====== Reading text ======
As a Member of Parliament representing the north-east of Scotland, I am only too aware of the importance of the energy economy and the criticality of ensuring a just transition to net zero. While I acknowledge the £27 million that has been announced for the energy transition zone in Aberdeen, it still falls well short of the wider £62 million transition fund committed last year by the Scottish Government.
Listening to the Scottish Tories would lead someone to think that the levelling-up fund will leave not a single pothole unfilled, not a bridge unrepaired and not a project unfunded in north-east Scotland. Instead, now that the detail has been revealed, we see that Aberdeenshire has been placed in the lowest category and Aberdeen city in the second tier. We are essentially being left empty handed, and it is hard to avoid the conclusion that the UK Government are so far falling far short of the necessary response to help secure the economic future of north-east Scotland. We can only hope that there is better news to come in the sector deal that we have been promised in the first quarter.
As I have said, there is also essentially nothing for the 3 million who have been excluded. If she has spent years of practice and study in pursuit of her dream to perform, Fatima’s next job should not have to be in cyber. She should have a fighting chance to get her next job in the area that she has worked so hard to be in. Our arts and cultural sector would be vital to our sense of who we are even without its economic contribution, but this is not just about the performer we see and admire, because there are so many other parts of the pyramid that helps to put that performer on the stage. Those people have been left behind without the ability to earn. If we impoverish them, we impoverish us all.
====== Data section ======
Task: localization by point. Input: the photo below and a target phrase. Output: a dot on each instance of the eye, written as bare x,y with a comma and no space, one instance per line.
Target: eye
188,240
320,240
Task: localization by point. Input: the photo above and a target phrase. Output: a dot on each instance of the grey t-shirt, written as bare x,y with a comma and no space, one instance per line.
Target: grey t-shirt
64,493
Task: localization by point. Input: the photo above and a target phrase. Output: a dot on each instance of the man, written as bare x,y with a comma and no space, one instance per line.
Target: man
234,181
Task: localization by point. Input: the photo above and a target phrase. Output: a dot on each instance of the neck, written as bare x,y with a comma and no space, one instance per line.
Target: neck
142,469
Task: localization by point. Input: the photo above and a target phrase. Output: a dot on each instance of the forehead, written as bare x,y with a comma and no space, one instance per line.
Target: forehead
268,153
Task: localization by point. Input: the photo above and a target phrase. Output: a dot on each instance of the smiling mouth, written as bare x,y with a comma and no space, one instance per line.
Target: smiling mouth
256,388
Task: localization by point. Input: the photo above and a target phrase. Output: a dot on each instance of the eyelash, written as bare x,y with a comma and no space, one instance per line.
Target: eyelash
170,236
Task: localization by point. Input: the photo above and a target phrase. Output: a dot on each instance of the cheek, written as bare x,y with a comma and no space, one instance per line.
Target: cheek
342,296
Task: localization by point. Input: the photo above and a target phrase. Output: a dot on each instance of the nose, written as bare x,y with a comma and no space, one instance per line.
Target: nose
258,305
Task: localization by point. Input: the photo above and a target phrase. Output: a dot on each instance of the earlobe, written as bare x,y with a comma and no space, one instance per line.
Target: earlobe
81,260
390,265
======
Exercise 1 »
In the speech on funding for north-east Scotland, list the things that, according to the Scottish Tories' account, the levelling-up fund would leave not a single one of unfilled, unrepaired or unfunded.
Exercise 2 »
Extend the speech on funding for north-east Scotland by writing the passage that would follow its final sentence.

Answer 1 »
- Potholes (none left unfilled)
- Bridges (none left unrepaired)
- Projects (none left unfunded)

Answer 2 »
There has also been no additional funding to support musicians and touring artists who have suffered the double whammy of coronavirus and an end to visa-free touring in Europe and no provision for live events insurance, without which the industry will be reliant on support for much longer than necessary. The Scottish Government have stepped in with funds for the performing arts venue relief, for cultural organisations and the venues recovery fund, which has supported theatres and other performing arts venues across Scotland. That provision is supporting grassroots music venues and providing a stabilisation fund, furlough top-up payments and one-off grants for nightclubs and soft play centres. The UK Government can and should follow suit. Interventions have also been made in tourism and hospitality with no UK equivalent: in the wedding industry fund, the bed-and-breakfast hardship fund, the tour operators’ fund, and the events industry support fund. These tourism and hospitality businesses have lengthy supply chains, reaching all parts of the economy. It is not just the accommodation
provider, but the butcher, the baker, and the candlestick maker as well. The recovery from the pandemic will not begin when covid recedes, as businesses will simply move on to dealing with the Brexit crisis. We need to offer wide-ranging support for businesses in this regard. Instead of offering loans, it would be better to convert loans to grants.
In conclusion, let me just make this observation: through the Barnett formula, Scotland is still dependent on problems being felt and choices being made in Whitehall in order to release the resources that we would wish to have in order to act in all the ways that we need. Scotland desperately needs borrowing powers, but as the UK Government take back control from the Scottish Parliament, they are also taking away resource and with it any reason for many to support the current constitutional and fiscal settlement. I am certain that that will not go unnoticed as we approach May’s election in Scotland.